(Beginning of Extracted entries)
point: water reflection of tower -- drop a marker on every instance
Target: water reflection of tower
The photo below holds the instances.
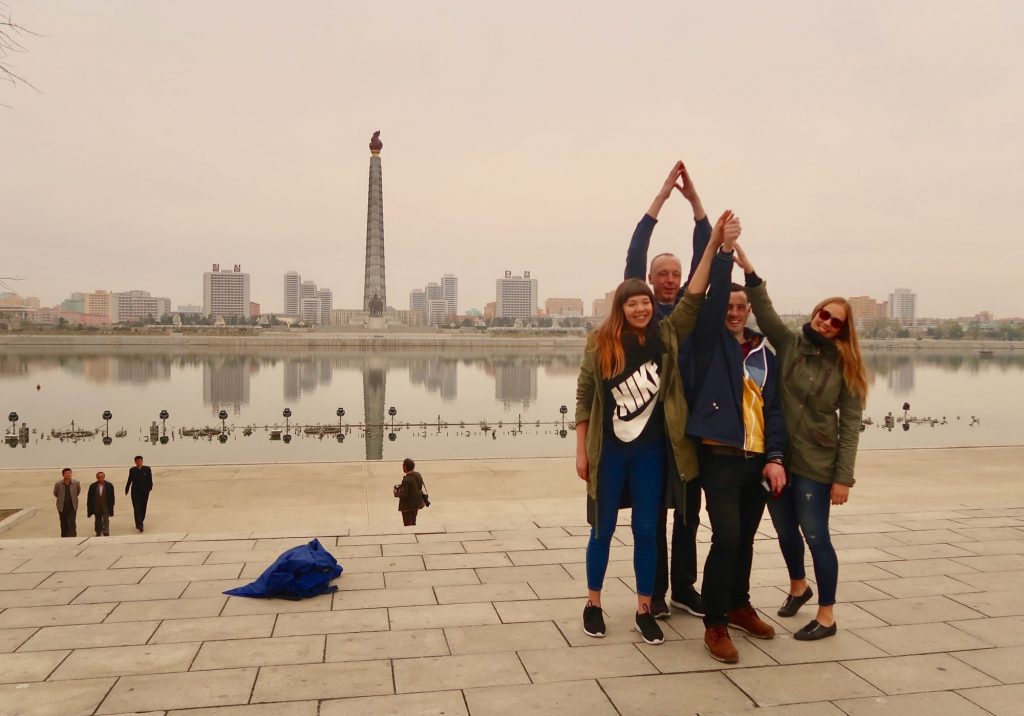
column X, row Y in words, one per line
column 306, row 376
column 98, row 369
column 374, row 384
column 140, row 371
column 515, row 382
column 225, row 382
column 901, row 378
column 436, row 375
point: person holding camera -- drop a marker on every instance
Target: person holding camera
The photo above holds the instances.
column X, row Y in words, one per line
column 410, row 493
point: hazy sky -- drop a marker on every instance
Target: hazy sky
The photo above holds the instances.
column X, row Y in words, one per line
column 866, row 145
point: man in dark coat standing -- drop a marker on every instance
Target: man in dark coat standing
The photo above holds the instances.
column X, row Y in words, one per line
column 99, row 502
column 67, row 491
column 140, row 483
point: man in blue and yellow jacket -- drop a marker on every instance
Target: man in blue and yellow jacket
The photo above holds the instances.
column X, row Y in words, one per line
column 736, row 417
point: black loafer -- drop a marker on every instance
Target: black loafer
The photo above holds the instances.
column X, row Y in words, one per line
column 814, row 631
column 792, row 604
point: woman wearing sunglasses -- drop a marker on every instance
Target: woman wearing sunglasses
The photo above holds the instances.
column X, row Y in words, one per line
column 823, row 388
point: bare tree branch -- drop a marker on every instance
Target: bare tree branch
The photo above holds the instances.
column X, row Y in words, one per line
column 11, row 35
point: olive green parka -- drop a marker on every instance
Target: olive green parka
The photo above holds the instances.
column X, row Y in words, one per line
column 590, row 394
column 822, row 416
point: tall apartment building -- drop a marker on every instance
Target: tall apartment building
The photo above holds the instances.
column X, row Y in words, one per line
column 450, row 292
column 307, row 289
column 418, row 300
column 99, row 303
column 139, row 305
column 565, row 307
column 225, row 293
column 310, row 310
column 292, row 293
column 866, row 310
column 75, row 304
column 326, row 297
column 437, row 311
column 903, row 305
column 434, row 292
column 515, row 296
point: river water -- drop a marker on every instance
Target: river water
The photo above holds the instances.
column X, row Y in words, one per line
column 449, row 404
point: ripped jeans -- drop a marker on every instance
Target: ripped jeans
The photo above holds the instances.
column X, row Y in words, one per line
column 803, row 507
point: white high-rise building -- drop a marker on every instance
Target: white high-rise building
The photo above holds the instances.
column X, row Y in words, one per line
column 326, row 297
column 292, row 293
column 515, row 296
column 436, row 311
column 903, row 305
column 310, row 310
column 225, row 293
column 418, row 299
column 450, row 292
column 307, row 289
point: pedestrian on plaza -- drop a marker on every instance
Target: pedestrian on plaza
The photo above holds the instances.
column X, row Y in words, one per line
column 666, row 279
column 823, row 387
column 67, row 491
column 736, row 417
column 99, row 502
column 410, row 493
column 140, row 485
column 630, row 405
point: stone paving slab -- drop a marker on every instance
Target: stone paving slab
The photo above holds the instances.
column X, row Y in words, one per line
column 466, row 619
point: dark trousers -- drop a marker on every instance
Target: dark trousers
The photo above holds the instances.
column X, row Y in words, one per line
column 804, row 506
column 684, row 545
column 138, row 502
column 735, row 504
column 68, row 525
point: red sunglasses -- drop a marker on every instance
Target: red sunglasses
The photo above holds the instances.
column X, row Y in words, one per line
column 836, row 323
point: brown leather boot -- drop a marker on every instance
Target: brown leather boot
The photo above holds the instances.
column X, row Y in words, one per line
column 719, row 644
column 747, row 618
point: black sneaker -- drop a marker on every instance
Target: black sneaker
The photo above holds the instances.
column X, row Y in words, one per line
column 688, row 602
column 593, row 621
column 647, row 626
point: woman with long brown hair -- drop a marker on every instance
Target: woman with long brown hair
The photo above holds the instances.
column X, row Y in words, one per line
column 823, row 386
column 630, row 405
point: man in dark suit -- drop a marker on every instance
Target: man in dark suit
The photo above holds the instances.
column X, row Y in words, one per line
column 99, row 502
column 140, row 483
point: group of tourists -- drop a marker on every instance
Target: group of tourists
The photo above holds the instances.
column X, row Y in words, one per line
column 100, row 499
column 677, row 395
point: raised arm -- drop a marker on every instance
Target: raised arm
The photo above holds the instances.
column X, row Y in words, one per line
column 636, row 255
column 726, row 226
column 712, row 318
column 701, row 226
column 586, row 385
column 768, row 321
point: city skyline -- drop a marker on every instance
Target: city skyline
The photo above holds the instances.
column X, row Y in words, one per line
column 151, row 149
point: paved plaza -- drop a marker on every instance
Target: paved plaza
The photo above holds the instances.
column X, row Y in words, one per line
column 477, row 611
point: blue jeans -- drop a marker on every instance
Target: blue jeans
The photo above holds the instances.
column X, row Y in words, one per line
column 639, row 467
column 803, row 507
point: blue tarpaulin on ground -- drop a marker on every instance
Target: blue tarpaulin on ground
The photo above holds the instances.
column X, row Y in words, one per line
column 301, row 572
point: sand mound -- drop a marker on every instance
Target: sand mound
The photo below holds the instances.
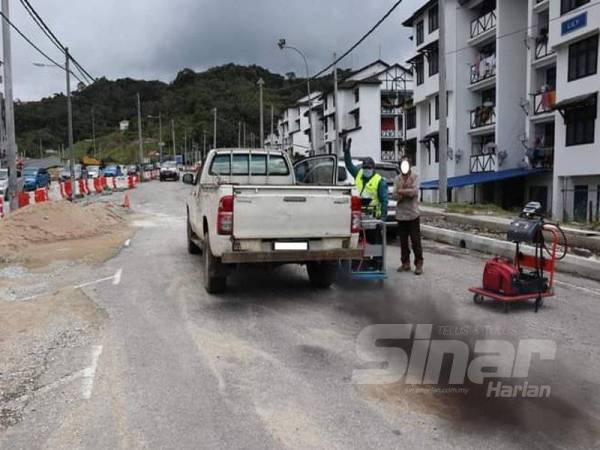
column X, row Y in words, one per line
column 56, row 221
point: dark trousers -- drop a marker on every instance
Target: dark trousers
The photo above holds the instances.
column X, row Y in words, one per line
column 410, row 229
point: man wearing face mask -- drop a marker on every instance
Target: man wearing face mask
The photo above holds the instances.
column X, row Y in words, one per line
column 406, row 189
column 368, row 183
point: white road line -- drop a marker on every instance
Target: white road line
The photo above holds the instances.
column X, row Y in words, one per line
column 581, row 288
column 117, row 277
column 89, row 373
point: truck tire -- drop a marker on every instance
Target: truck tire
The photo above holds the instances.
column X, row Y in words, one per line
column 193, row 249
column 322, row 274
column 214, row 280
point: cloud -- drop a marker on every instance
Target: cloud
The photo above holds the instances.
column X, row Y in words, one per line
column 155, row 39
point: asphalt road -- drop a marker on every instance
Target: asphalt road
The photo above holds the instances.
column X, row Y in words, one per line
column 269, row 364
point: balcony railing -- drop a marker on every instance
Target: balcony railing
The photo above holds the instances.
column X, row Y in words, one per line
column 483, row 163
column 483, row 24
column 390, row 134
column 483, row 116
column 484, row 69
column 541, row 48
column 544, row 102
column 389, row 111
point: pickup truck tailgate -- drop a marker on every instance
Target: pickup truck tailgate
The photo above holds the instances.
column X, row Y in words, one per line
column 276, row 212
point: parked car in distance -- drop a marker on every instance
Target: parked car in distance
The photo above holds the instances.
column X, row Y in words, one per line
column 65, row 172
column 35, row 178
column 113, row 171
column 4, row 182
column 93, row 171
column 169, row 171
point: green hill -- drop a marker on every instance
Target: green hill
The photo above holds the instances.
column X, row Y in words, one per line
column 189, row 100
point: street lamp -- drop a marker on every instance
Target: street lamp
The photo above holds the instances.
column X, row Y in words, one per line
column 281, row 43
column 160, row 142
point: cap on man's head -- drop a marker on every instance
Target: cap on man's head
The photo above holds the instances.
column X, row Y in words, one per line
(End of Extracted entries)
Output only the lines running from the top of the data above to the line with "point: person holding", inclusive, word for word and without pictures.

point: water reflection of tower -- drop a marker on every instance
Target: water reflection of tower
The photo below holds the instances.
column X, row Y in words, one per line
column 306, row 376
column 98, row 369
column 374, row 384
column 140, row 371
column 515, row 382
column 225, row 382
column 901, row 378
column 436, row 375
point: person holding camera -- drop a marker on every instance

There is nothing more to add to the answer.